───── DATASET ENTRIES ─────

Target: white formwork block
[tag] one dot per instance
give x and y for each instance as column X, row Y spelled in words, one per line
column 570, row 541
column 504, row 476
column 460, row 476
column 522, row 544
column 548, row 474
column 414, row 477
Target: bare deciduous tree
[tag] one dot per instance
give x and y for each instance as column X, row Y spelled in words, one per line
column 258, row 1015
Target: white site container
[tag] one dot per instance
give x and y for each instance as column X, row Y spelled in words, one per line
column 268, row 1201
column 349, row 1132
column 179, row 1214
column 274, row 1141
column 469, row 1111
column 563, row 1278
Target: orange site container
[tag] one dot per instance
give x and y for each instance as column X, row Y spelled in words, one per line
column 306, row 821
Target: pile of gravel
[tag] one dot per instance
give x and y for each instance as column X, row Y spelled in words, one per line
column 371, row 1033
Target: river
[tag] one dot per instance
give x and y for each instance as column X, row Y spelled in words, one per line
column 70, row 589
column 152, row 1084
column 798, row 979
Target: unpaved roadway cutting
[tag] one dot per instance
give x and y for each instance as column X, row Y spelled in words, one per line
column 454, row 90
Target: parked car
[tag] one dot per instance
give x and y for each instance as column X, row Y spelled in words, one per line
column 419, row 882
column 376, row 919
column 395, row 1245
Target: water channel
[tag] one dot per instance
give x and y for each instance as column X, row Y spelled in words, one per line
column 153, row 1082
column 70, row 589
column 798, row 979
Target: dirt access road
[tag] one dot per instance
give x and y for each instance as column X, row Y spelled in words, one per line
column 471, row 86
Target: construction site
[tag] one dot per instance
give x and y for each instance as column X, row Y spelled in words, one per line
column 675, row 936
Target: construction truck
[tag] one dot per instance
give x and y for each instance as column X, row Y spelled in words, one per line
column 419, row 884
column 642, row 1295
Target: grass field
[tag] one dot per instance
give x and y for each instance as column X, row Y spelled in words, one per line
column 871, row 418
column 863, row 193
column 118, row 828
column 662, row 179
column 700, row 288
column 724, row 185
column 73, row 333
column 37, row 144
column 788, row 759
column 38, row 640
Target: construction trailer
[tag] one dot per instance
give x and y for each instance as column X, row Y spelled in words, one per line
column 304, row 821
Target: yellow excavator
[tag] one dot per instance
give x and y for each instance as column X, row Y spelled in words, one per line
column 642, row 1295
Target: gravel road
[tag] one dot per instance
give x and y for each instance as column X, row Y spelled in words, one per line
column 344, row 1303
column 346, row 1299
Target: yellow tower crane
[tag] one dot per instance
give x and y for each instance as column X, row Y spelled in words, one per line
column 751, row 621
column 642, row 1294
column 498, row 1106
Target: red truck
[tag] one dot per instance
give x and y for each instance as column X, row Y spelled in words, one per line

─────

REQUIRED WORK:
Reproduce verbatim everything in the records above, from the line containing "Target: river" down to the line containing "column 38, row 640", with both of those lines included.

EXERCISE RESULT:
Target: river
[tag] one dot per instance
give x and y for each instance as column X, row Y spelled in words, one per line
column 70, row 589
column 152, row 1084
column 798, row 979
Target: unpaved roadway cutting
[tag] one dot per instance
give x and y for each instance as column X, row Y spelled in words, one per line
column 454, row 90
Target: parked car
[tag] one dot per instance
give x and y for each instance as column X, row Y spelled in words, one per line
column 419, row 882
column 376, row 919
column 395, row 1245
Target: water channel
[tag] one dot per instance
give x and y for each instance as column X, row Y spelled in words, one per line
column 153, row 1082
column 70, row 589
column 798, row 979
Target: dirt access road
[tag] one dot per instance
give x and y for each instance as column X, row Y spelled in words, one per line
column 471, row 86
Target: construction site
[tag] one dot per instance
give x and y for each instance as column X, row Y spelled in words, one per line
column 675, row 936
Target: construction truck
[tag] one dot per instance
give x and y for each instance as column X, row Y spelled in words, one per line
column 419, row 884
column 642, row 1295
Target: grass field
[tag] one dot per instance
give x and y for each instance as column X, row Y spelled in words, one per line
column 871, row 418
column 863, row 193
column 118, row 828
column 662, row 179
column 700, row 288
column 724, row 185
column 73, row 333
column 37, row 144
column 788, row 759
column 38, row 640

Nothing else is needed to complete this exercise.